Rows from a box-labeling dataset
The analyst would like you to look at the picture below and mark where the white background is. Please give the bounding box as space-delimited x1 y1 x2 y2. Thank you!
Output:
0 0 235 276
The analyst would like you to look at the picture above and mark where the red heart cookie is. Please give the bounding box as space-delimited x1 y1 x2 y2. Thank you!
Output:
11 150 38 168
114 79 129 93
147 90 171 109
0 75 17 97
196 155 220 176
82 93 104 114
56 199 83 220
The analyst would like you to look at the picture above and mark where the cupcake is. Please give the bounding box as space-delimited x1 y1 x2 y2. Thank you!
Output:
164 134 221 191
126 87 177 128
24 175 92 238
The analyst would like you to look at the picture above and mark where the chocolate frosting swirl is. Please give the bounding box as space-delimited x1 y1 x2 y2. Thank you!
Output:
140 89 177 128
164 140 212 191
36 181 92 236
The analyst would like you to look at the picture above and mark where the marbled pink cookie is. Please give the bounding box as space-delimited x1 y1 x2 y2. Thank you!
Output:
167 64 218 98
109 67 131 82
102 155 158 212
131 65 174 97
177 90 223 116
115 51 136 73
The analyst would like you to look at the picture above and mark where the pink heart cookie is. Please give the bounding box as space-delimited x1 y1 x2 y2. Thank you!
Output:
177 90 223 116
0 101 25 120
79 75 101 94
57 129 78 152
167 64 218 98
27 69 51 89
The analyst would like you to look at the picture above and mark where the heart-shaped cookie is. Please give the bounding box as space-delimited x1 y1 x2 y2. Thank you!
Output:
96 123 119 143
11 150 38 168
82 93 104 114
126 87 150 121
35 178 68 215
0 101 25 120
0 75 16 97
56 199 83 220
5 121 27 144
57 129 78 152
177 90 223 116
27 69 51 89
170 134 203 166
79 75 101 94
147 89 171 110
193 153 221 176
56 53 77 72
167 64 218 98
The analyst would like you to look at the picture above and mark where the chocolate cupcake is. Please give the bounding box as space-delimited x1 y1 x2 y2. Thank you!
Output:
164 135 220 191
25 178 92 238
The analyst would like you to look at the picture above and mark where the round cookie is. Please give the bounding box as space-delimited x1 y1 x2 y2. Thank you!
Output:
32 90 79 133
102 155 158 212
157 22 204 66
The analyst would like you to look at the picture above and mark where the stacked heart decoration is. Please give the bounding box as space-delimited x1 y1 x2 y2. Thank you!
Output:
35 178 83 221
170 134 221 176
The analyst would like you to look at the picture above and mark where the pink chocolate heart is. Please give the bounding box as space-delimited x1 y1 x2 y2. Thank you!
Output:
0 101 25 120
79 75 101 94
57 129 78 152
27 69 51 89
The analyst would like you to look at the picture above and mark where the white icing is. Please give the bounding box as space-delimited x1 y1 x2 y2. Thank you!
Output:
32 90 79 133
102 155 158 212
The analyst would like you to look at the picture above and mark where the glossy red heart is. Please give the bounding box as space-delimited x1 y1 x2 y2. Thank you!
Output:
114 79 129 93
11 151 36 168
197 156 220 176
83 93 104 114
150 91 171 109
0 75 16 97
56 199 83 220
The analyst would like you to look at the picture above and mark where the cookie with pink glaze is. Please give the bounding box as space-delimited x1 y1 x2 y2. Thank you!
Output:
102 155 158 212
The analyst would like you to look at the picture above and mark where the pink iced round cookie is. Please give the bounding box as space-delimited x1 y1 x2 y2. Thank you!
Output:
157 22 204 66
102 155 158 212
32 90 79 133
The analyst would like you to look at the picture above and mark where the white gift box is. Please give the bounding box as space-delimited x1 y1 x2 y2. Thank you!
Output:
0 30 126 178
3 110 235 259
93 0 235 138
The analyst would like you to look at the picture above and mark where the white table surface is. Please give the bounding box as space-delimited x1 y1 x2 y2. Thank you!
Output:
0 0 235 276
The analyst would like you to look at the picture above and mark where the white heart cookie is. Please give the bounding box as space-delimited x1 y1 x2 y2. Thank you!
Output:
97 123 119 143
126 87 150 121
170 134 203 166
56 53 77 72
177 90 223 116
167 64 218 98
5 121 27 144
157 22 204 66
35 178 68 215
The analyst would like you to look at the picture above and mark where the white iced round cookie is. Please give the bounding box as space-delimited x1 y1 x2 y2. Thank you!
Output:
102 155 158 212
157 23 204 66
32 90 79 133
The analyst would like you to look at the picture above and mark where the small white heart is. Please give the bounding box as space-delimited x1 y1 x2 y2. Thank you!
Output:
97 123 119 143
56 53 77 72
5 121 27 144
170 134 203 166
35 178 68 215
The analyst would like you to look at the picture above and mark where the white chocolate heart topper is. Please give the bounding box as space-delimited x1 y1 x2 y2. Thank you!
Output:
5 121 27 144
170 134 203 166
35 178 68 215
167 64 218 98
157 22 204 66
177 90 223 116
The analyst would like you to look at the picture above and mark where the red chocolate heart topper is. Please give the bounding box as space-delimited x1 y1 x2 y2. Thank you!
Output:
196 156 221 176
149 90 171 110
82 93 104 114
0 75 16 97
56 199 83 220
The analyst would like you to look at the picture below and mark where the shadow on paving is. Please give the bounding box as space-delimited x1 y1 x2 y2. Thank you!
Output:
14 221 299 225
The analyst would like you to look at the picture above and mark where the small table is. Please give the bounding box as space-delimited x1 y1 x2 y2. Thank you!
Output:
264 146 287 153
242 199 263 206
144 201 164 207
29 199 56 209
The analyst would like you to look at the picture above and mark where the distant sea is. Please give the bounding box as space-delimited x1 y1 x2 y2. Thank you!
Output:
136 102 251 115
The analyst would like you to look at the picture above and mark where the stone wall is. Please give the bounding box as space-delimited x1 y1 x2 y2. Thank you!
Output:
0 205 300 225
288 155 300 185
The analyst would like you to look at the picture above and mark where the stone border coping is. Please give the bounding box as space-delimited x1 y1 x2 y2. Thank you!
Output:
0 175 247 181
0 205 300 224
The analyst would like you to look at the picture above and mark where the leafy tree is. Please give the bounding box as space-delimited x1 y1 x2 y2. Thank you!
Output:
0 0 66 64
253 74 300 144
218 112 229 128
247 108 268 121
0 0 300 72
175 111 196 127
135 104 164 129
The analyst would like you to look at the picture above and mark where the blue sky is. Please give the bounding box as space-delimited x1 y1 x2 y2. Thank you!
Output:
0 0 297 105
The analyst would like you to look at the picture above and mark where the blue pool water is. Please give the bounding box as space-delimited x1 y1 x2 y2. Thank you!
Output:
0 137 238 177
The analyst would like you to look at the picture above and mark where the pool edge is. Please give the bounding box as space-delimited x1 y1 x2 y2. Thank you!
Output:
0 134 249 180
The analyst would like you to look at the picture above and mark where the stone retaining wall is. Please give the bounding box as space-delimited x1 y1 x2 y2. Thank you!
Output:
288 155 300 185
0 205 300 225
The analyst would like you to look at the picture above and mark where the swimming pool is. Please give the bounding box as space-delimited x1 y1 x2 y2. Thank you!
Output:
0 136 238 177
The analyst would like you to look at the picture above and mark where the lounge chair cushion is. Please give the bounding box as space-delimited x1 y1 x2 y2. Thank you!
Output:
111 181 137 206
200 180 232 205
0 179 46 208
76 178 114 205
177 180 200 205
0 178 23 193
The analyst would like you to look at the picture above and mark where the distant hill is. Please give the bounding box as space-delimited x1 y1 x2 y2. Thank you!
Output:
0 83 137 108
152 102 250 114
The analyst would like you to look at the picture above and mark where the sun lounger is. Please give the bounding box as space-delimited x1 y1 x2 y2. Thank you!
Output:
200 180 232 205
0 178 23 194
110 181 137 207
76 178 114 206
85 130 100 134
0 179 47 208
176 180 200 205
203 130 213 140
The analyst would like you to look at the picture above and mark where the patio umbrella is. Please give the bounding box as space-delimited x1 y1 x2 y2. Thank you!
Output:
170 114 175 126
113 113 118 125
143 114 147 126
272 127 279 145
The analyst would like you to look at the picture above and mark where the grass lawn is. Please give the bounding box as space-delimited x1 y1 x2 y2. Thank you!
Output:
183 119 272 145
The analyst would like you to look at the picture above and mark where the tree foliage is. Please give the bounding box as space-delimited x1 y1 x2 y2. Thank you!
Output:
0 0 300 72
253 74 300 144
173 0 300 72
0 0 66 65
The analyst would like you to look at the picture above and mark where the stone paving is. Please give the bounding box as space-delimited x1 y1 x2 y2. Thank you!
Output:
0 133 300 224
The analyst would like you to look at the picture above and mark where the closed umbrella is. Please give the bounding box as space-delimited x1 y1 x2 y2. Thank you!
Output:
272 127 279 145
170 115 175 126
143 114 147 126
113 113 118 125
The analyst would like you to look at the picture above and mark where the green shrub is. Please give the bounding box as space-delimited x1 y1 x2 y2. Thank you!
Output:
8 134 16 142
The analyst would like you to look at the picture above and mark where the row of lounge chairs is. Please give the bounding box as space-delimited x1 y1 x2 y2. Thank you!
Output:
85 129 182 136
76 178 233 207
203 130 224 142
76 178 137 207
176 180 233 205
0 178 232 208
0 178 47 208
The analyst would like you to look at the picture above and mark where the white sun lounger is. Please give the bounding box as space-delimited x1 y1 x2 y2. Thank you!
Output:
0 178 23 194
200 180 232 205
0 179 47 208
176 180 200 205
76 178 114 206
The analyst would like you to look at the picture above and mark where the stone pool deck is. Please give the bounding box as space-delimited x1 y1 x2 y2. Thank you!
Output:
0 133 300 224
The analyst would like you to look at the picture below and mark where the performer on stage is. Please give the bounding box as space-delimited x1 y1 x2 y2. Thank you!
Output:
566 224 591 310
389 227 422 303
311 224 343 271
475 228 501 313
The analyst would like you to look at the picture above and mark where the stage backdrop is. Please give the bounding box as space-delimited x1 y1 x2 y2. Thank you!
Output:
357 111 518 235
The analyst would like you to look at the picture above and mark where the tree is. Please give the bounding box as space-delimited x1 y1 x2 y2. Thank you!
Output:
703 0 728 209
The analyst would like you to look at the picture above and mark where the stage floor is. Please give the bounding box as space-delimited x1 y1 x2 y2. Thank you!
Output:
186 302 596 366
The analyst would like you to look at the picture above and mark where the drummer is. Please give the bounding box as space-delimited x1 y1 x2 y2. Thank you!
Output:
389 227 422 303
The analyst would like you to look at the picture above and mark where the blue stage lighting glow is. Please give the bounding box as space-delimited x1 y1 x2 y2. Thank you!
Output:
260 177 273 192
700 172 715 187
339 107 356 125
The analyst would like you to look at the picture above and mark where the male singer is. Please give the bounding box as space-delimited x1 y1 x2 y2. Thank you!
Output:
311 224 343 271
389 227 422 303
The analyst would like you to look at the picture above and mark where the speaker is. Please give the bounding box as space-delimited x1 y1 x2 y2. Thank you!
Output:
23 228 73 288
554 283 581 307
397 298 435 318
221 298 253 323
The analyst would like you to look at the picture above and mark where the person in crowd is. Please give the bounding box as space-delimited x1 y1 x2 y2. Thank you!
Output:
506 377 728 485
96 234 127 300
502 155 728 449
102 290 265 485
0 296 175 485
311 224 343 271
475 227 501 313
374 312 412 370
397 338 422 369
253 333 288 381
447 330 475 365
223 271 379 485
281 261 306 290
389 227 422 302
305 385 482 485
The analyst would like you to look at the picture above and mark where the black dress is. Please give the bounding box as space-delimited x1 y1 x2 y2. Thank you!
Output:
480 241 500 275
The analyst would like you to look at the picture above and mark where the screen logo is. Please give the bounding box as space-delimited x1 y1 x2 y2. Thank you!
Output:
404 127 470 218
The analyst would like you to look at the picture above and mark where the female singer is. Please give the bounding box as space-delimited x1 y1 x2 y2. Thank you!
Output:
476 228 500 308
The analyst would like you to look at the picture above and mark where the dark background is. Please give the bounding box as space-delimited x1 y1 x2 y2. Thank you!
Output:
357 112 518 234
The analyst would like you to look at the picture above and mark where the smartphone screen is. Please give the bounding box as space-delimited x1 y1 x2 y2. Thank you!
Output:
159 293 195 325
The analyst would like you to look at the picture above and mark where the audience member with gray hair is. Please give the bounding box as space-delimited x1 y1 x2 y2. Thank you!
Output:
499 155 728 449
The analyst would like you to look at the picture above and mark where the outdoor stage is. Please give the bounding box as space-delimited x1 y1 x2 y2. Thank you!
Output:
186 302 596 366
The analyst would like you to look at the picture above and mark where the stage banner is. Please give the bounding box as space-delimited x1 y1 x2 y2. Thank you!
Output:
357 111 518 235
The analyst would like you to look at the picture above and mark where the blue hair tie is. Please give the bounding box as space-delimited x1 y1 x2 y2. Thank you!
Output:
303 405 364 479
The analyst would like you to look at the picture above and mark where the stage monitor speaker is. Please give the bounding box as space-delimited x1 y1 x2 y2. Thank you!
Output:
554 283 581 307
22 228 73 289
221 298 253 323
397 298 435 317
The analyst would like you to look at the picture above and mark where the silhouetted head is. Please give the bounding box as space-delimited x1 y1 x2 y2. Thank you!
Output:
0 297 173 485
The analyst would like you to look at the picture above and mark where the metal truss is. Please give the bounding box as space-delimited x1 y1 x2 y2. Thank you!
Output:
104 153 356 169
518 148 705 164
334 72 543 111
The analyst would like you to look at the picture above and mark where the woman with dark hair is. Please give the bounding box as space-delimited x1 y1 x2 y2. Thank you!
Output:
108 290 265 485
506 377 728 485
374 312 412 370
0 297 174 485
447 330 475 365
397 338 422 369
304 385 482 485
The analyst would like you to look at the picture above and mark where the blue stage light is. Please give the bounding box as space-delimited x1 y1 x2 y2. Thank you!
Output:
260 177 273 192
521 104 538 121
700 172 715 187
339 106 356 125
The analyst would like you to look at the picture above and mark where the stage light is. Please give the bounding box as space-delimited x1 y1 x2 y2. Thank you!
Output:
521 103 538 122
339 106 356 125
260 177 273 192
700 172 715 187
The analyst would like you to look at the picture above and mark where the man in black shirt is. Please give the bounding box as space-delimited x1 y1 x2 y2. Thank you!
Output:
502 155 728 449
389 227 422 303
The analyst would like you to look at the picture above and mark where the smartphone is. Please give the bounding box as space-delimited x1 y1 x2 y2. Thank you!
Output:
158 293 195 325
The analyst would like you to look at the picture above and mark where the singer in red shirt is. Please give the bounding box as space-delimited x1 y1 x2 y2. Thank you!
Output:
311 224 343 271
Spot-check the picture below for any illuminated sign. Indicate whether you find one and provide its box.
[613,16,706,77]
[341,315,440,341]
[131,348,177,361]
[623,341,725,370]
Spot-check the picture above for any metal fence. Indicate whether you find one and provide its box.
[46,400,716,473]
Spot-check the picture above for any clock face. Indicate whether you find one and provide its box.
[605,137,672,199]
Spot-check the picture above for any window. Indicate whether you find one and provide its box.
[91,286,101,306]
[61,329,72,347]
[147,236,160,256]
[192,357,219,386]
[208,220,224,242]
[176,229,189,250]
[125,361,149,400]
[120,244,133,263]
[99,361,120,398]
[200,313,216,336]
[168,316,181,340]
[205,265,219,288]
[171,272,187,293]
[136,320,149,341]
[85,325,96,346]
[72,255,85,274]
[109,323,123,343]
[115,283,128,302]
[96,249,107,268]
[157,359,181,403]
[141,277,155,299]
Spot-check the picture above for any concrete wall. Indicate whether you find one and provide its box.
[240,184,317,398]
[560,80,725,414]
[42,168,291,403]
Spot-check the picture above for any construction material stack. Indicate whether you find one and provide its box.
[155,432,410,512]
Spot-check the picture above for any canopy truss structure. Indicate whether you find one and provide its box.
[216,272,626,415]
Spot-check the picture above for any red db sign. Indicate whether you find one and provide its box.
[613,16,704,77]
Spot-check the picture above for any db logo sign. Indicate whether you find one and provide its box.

EXERCISE AIM: Copy out the listing lines word for word, starting at the line that has "where the leafy" and stopping after the line that has "0 137 238 177".

CORRECT ANSWER:
The analyst would like you to look at the picture above and mark where the leafy tree is. Please give the bounding box as space-delimited x1 y1 x2 y2. Thank you!
Output:
0 0 66 64
253 74 300 144
218 112 229 128
247 108 268 121
0 0 300 72
175 111 196 127
135 104 164 129
The analyst would like you to look at the picture above and mark where the blue sky is. Please give the bounding box as space-delimited x1 y1 x2 y2. Thank you!
Output:
0 0 297 105
The analyst would like you to look at the picture above and mark where the blue pool water is. Please give the bounding box as space-delimited x1 y1 x2 y2. Thank you!
Output:
0 137 238 177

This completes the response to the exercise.